***** THE DATA
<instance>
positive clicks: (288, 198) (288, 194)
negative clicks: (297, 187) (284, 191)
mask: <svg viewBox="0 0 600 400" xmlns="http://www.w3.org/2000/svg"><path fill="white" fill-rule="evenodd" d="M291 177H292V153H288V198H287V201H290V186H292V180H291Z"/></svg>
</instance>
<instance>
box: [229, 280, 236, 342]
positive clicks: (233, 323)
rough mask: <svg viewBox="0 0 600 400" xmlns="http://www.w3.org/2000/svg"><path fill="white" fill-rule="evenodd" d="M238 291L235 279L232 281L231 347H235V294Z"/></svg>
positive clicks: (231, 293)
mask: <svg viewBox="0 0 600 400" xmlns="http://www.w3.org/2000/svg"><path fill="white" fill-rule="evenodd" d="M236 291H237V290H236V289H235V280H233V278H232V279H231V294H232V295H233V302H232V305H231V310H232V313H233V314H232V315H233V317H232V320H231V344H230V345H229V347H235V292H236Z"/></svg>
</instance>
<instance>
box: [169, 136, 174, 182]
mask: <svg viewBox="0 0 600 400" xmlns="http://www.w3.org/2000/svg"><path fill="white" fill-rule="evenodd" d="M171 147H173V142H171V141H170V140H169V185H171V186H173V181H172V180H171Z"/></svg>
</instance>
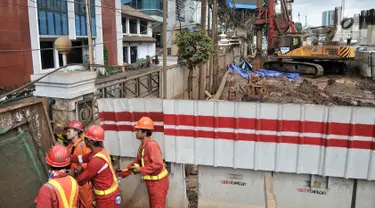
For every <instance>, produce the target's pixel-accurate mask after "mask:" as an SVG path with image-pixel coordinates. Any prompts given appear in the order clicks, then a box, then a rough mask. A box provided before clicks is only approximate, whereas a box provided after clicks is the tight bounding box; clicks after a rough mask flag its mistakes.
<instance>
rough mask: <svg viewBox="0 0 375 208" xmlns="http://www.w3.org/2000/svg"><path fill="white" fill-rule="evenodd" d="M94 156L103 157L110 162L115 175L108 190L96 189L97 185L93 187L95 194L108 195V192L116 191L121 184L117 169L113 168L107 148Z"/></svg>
mask: <svg viewBox="0 0 375 208" xmlns="http://www.w3.org/2000/svg"><path fill="white" fill-rule="evenodd" d="M94 157H99V158H101V159H103V160H104V161H105V162H106V163H107V164H108V166H109V168H110V169H111V172H112V175H113V182H112V185H111V187H109V188H108V189H107V190H97V189H95V187H93V189H94V192H95V194H96V195H99V196H103V195H108V194H111V193H113V192H115V191H116V190H117V188H118V187H119V186H118V183H117V177H116V174H115V171H114V170H113V167H112V162H111V158H110V157H109V154H108V153H107V151H106V150H105V149H103V150H102V151H100V152H98V153H96V154H95V155H94ZM94 157H93V158H94Z"/></svg>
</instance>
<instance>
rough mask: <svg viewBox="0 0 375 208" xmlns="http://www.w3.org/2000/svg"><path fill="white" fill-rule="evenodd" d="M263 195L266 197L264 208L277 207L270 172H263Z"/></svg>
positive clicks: (272, 182)
mask: <svg viewBox="0 0 375 208" xmlns="http://www.w3.org/2000/svg"><path fill="white" fill-rule="evenodd" d="M264 196H265V198H266V203H265V204H266V208H277V204H276V195H275V191H274V189H273V182H272V175H271V173H264Z"/></svg>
**********
--- ASSIGNMENT ---
Which lines of the records above contain the string "fill"? Copy each of those lines in full, and treat case as significant.

--- TASK ANSWER ---
mask: <svg viewBox="0 0 600 400" xmlns="http://www.w3.org/2000/svg"><path fill="white" fill-rule="evenodd" d="M291 177H292V153H288V198H287V201H290V186H292V180H291Z"/></svg>
rough mask: <svg viewBox="0 0 600 400" xmlns="http://www.w3.org/2000/svg"><path fill="white" fill-rule="evenodd" d="M238 291L235 279L232 281L231 347H235V294Z"/></svg>
mask: <svg viewBox="0 0 600 400" xmlns="http://www.w3.org/2000/svg"><path fill="white" fill-rule="evenodd" d="M236 291H237V290H236V289H235V280H233V278H232V279H231V294H232V295H233V302H232V305H231V310H232V313H233V314H232V315H233V317H232V320H231V344H230V345H229V347H235V292H236Z"/></svg>
mask: <svg viewBox="0 0 600 400" xmlns="http://www.w3.org/2000/svg"><path fill="white" fill-rule="evenodd" d="M171 147H173V142H171V141H170V140H169V185H171V186H173V181H172V180H171Z"/></svg>
rough mask: <svg viewBox="0 0 375 208" xmlns="http://www.w3.org/2000/svg"><path fill="white" fill-rule="evenodd" d="M94 156L103 157L110 162L115 175L108 190L96 189L97 185L93 187L95 194L108 195V192L116 191L121 184L117 169L113 168L107 148Z"/></svg>
mask: <svg viewBox="0 0 375 208" xmlns="http://www.w3.org/2000/svg"><path fill="white" fill-rule="evenodd" d="M94 157H99V158H101V159H103V160H104V161H105V162H106V163H107V164H108V166H109V168H110V169H111V172H112V175H113V182H112V185H111V187H109V188H108V189H107V190H97V189H95V187H93V189H94V192H95V194H96V195H99V196H103V195H108V194H111V193H113V192H115V191H116V190H117V188H118V187H119V186H118V183H117V177H116V174H115V171H114V170H113V167H112V162H111V158H110V157H109V154H108V153H107V151H106V150H105V149H103V150H102V151H100V152H98V153H96V154H95V155H94ZM94 157H93V158H94Z"/></svg>
rough mask: <svg viewBox="0 0 375 208" xmlns="http://www.w3.org/2000/svg"><path fill="white" fill-rule="evenodd" d="M263 195L266 197L264 208L277 207L270 172H263Z"/></svg>
mask: <svg viewBox="0 0 375 208" xmlns="http://www.w3.org/2000/svg"><path fill="white" fill-rule="evenodd" d="M264 196H265V198H266V203H265V204H266V208H277V204H276V195H275V191H274V189H273V182H272V175H271V173H264Z"/></svg>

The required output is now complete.